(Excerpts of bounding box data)
-----
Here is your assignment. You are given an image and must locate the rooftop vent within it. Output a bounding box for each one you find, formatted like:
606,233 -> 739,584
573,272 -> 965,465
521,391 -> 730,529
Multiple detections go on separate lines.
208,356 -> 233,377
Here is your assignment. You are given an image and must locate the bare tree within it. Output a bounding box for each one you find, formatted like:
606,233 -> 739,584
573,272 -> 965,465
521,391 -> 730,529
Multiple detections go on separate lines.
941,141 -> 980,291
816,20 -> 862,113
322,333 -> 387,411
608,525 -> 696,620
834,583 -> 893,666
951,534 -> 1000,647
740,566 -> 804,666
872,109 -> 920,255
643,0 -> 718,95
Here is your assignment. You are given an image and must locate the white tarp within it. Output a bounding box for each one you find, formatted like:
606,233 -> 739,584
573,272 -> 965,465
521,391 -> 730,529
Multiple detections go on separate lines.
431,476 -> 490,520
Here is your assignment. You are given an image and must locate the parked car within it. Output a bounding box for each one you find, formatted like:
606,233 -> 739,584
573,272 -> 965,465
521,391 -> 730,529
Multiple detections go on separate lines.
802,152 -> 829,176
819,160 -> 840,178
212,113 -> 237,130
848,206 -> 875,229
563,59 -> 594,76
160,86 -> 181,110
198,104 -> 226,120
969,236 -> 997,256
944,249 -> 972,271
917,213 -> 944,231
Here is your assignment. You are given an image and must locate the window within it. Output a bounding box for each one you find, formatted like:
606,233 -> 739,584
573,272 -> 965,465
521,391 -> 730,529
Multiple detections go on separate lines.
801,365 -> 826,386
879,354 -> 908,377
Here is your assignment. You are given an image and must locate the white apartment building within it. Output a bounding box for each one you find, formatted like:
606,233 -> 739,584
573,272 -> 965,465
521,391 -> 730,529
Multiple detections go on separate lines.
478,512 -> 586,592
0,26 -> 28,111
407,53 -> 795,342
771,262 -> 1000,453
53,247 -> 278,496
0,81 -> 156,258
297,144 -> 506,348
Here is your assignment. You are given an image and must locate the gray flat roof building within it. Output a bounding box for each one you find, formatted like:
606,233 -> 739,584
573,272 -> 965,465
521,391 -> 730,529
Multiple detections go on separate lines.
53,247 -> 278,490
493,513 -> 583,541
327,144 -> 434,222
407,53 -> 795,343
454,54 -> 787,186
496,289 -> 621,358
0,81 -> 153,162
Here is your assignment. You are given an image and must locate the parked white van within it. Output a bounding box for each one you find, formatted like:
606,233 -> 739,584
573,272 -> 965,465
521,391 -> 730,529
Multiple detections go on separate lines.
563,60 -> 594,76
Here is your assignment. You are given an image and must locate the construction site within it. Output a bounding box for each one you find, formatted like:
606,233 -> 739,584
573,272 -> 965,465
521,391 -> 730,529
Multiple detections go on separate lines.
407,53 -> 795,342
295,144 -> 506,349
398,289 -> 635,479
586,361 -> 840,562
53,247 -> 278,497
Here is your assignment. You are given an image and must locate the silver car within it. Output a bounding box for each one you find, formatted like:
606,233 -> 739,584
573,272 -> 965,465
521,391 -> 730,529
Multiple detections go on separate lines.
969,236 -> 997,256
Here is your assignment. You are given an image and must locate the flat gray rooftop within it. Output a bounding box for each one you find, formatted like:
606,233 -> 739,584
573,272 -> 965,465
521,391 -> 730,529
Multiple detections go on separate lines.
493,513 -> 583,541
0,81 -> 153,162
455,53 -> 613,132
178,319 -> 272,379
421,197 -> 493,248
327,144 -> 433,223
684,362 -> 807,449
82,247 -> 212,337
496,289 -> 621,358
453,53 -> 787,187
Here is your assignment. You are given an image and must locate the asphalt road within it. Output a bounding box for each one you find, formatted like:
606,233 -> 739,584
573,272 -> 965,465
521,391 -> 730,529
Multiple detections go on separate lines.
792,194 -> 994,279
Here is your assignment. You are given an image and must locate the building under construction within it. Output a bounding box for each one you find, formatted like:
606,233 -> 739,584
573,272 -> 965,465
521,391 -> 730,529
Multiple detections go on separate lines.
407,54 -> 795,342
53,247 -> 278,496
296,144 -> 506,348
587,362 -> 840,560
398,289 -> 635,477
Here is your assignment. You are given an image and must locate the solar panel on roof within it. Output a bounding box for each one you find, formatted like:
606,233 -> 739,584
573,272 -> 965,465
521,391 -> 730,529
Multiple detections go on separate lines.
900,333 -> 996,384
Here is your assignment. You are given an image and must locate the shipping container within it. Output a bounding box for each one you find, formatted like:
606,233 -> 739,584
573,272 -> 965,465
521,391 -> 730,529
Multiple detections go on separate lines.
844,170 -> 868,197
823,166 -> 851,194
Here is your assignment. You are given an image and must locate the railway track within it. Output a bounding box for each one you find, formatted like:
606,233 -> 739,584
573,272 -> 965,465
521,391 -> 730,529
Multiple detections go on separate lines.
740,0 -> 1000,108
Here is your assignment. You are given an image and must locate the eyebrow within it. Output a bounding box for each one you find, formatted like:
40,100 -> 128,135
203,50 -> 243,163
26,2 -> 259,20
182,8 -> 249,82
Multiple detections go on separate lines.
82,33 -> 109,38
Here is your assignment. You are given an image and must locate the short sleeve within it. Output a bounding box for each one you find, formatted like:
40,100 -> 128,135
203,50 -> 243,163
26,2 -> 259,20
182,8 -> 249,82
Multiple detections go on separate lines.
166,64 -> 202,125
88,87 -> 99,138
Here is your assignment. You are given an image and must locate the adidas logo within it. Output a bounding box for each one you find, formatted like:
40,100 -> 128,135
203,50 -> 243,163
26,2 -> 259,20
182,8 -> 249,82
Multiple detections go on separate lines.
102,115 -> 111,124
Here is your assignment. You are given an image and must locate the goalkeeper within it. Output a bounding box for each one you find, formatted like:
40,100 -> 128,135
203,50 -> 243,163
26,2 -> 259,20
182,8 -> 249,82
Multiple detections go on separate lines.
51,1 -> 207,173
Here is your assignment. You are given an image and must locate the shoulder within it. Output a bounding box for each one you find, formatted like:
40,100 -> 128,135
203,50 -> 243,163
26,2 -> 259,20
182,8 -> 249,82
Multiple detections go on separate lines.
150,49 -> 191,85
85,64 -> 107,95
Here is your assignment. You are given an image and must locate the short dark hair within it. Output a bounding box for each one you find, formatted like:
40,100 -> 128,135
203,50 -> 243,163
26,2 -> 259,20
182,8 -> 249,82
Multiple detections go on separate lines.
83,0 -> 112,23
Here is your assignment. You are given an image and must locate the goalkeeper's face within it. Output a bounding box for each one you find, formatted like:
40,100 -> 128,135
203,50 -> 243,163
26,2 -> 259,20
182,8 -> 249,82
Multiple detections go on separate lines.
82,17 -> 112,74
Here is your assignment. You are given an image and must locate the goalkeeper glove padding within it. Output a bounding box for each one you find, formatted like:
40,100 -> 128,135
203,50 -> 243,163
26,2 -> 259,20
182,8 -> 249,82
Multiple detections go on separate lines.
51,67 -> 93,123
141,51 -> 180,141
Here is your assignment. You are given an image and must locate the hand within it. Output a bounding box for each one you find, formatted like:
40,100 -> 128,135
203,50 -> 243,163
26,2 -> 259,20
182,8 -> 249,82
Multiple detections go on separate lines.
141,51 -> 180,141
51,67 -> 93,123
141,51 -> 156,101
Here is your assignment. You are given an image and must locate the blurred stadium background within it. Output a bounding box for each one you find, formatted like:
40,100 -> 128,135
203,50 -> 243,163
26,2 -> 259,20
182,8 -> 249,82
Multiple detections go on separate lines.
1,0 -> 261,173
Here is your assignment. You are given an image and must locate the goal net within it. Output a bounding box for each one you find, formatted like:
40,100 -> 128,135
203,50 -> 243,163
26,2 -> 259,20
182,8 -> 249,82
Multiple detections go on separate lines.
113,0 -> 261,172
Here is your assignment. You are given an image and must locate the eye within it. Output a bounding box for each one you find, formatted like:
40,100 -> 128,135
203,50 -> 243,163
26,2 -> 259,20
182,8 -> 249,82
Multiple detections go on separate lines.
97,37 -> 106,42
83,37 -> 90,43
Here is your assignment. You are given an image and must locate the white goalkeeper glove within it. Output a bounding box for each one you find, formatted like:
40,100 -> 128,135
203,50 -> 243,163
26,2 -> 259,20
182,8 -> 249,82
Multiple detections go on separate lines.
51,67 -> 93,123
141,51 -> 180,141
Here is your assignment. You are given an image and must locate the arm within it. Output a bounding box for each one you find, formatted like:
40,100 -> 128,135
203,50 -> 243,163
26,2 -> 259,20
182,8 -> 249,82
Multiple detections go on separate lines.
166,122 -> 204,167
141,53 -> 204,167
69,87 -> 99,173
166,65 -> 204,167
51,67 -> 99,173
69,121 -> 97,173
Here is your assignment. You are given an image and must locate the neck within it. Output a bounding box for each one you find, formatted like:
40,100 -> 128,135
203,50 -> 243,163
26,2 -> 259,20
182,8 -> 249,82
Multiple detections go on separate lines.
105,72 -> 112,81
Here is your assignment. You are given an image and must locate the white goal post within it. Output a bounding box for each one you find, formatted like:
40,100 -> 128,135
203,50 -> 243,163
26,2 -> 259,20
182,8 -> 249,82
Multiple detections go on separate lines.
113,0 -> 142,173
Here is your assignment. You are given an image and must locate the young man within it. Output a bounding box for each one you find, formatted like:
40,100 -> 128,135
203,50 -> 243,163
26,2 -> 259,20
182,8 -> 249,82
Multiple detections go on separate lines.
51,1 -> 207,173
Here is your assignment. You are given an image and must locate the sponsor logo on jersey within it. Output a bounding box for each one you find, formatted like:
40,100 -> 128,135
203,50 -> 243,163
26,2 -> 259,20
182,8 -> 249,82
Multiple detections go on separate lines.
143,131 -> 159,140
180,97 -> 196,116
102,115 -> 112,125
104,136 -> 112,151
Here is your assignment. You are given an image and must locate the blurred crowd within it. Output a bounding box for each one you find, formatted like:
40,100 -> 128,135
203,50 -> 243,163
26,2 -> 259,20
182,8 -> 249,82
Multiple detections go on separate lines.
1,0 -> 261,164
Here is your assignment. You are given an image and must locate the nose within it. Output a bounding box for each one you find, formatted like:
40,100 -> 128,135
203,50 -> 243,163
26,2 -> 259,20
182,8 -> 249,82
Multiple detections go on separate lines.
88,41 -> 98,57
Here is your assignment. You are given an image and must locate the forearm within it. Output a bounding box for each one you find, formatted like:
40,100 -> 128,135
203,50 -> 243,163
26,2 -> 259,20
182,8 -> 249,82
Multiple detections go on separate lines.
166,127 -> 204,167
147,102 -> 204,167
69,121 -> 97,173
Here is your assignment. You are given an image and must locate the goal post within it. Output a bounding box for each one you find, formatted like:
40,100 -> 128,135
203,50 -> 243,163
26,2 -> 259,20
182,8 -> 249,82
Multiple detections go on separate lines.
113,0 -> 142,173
-----
● **What is required**
Reproduce verbatim the lines of the listing above that run from the line containing "the goal net" through the line containing "104,136 -> 112,151", including both of those lines.

● **Worked answer**
Here is your assignment. You are given an image and must locate the goal net within it. Output a bounding box for each one you find, formatted like:
40,100 -> 128,135
203,50 -> 243,163
26,2 -> 259,20
182,8 -> 249,82
Multiple detections go on separate lines.
113,0 -> 261,172
Here is your assignment. You are given an image and must locate the eye within it. Output a bounding box for each one you find, formatted like:
40,100 -> 128,135
203,50 -> 243,163
26,2 -> 259,20
182,8 -> 249,82
Multiple detections go on separate lines.
97,37 -> 106,42
83,37 -> 90,43
Here is your assignment. You are given an image and must locate the white goalkeeper glove within it. Output a bounding box for each one you find, formatted like:
40,100 -> 128,135
203,50 -> 243,163
26,2 -> 259,20
182,8 -> 249,82
Multiple detections go on separate lines.
51,67 -> 93,123
141,51 -> 180,141
Here is your assignment. You are given an image and must locate the arm within it. Output a bounding box for each one you find, formatted like:
40,100 -> 128,135
203,50 -> 243,163
26,2 -> 259,20
182,8 -> 249,82
Multiple detections go on separate lines.
166,122 -> 204,167
141,53 -> 204,167
69,87 -> 99,173
166,65 -> 204,167
51,67 -> 99,173
69,121 -> 97,173
Here is your assignment. You are given an image and must locate the neck within it. Output a bounding box for each one you find, formatted like:
40,100 -> 128,135
203,50 -> 243,163
26,2 -> 259,20
182,8 -> 249,82
Multiple detections go on separate lines.
105,72 -> 112,81
Here is your assignment. You are given an image and must locate the white goal post within it. Output a bounding box for each one you find, formatted like:
40,100 -> 128,135
203,50 -> 243,163
26,2 -> 259,20
182,8 -> 249,82
Multiple detections go on separate lines.
113,0 -> 142,173
Here is your assignment. You are given an image and must locate the young man within it. Output a bounding box for each one you find, formatted like:
40,100 -> 128,135
203,50 -> 243,163
26,2 -> 259,20
182,8 -> 249,82
Multiple detections go on separate lines.
51,1 -> 207,173
Here is your assignment. You are given an image and must locate the sponsor logo on jersey within it. Output a bounding box for each one you find, formatted like:
40,100 -> 128,135
203,50 -> 243,163
26,2 -> 259,20
182,8 -> 249,82
Multiple detections go on separate lines.
143,131 -> 159,140
180,97 -> 196,116
102,115 -> 112,125
104,136 -> 112,151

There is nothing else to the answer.